● 情報の活用:
1 – 答弁書によると、破産手続が債務者である企業の再生を目的としないのはなぜですか。1〜3文で説明してください。
2 – 次の(a)〜(c)が答弁書の内容と合っているかどうか、それぞれ「はい」か「いいえ」で答えてください。判断の決め手となる答弁書の言葉も、そのまま引用してください。
(a) RCCが破産手続開始の申立てを行った件数を業種別に見ると、旅館業が最も多い。
(b) 政府は、破産手続を利用した事業再生を奨励してきた。
(c) 事業譲渡先の選定は、裁判所が行う。
3 – 答弁書のうち、「1についてで述べたRCCが破」から「行われることを想定している。」までの部分を、一字も変えずに書き写してください。

##### 提示された文章 #####

衆議院議員前田雄吉君提出観光地における旅館業界の再生のための政府の施策に関する質問に対し、別紙答弁書を送付する。





衆議院議員前田雄吉君提出観光地における旅館業界の再生のための政府の施策に関する質問に対する答弁書



1について

 株式会社整理回収機構(以下「RCC」という。)が確認している範囲では、RCCが事業再生を目的として破産手続開始の申立てを行った件数については、平成十七年四月から平成十八年三月までの間に六件、平成十八年四月から平成十九年三月までの間に六件及び平成十九年四月に二件であり、その業種については、建設業が一件、医療業が四件及び旅館業が九件であり、その地域については、東北地方(青森県、岩手県、宮城県、秋田県、山形県及び福島県)が三件、関東地方(茨城県、栃木県、群馬県、埼玉県、千葉県、東京都及び神奈川県)が五件、北陸地方(新潟県、富山県、石川県及び福井県)が一件、中部地方(山梨県、長野県、岐阜県、静岡県、愛知県及び三重県)が一件、関西地方(滋賀県、京都府、大阪府、兵庫県、奈良県及び和歌山県)が二件及び中国地方(鳥取県、島根県、岡山県、広島県及び山口県)が二件であると承知している。

2について

 破産手続は、債務者の資産を処分し、換価して債権者に平等に配当することを目的とするいわゆる清算型の手続であり、債務者である企業の再生を目的とするものではないが、清算の一手段として、債務者の事業を譲渡し、その事業の再生を図る例はあると承知している。なお、破産手続を含む各種の倒産手続のうち、どの手続を利用するかは、個別の事案に応じた債権者、債務者等の関係者の選択に委ねられているところであり、破産手続を利用した事業再生を政府として奨励した事実はない。

3について

 破産法(平成十六年法律第七十五号)上、破産者の営業又は事業の譲渡は、破産財団に属する財産の処分に該当し、その権限は、裁判所が選任した破産管財人に専属しているが、その営業又は事業の譲渡をするについては、裁判所の許可が必要とされている。
 1についてで述べたRCCが破産手続開始の申立てを行った事例のうち、事業の譲渡が行われたものについては、破産管財人が選定した事業譲渡先に譲渡されたものと承知している。事業譲渡先の選定は、総債権者の利益のために活動する職務を有する破産管財人がその裁量で行うものであるが、破産管財人は、善良な管理者の注意をもって、その職務を行わなければならないこととされている。

4について

 破産法は、債務者の申立てによる破産手続に限らず、破産手続一般について、公正さを確保しつつ、その迅速化及び合理化を図ること等を目的として制定されたものであり、すべての事案について、このような目的に沿った手続が行われることを想定している。
 なお、御指摘のような事案は、迅速な手続が必要とされるものであると考えている。

##### データの抜粋 #####

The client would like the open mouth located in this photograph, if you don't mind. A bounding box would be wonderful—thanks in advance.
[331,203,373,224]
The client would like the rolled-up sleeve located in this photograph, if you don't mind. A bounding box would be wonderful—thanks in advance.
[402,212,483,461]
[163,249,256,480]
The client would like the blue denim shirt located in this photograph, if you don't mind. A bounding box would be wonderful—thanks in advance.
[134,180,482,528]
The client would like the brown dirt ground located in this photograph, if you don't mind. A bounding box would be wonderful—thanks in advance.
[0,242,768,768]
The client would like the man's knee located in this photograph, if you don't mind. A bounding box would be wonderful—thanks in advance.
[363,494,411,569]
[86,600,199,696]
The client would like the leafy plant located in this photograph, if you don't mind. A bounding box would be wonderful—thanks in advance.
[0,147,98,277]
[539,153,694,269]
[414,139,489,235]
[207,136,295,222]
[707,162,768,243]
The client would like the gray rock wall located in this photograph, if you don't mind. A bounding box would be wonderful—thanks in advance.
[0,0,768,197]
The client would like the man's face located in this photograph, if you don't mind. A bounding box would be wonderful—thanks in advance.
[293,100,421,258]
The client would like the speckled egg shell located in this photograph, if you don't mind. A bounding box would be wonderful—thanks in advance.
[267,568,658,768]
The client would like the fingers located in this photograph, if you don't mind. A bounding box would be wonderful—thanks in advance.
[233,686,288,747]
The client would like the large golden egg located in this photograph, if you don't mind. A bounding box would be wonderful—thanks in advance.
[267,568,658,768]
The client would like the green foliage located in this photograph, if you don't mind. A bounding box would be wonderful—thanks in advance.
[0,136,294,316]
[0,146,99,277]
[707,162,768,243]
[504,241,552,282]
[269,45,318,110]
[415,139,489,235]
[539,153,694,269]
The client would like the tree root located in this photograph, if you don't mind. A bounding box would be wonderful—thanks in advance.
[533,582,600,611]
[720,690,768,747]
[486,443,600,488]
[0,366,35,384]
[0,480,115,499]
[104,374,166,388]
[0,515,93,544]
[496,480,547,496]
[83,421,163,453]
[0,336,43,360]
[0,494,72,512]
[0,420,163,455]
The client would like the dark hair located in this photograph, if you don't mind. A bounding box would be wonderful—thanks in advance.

#####

● 設問別の答え:
1 – 破産手続は、債務者の資産を処分し、換価して債権者に平等に配当することを目的とする、いわゆる清算型の手続だからです。ただし、清算の一手段として債務者の事業を譲渡し、その事業の再生を図る例はあるとされています。

2 –
(a) はい。「建設業が一件、医療業が四件及び旅館業が九件であり」
(b) いいえ。「破産手続を利用した事業再生を政府として奨励した事実はない」
(c) いいえ。「事業譲渡先の選定は、総債権者の利益のために活動する職務を有する破産管財人がその裁量で行うものである」

3 –
1についてで述べたRCCが破産手続開始の申立てを行った事例のうち、事業の譲渡が行われたものについては、破産管財人が選定した事業譲渡先に譲渡されたものと承知している。事業譲渡先の選定は、総債権者の利益のために活動する職務を有する破産管財人がその裁量で行うものであるが、破産管財人は、善良な管理者の注意をもって、その職務を行わなければならないこととされている。

4について

 破産法は、債務者の申立てによる破産手続に限らず、破産手続一般について、公正さを確保しつつ、その迅速化及び合理化を図ること等を目的として制定されたものであり、すべての事案について、このような目的に沿った手続が行われることを想定している。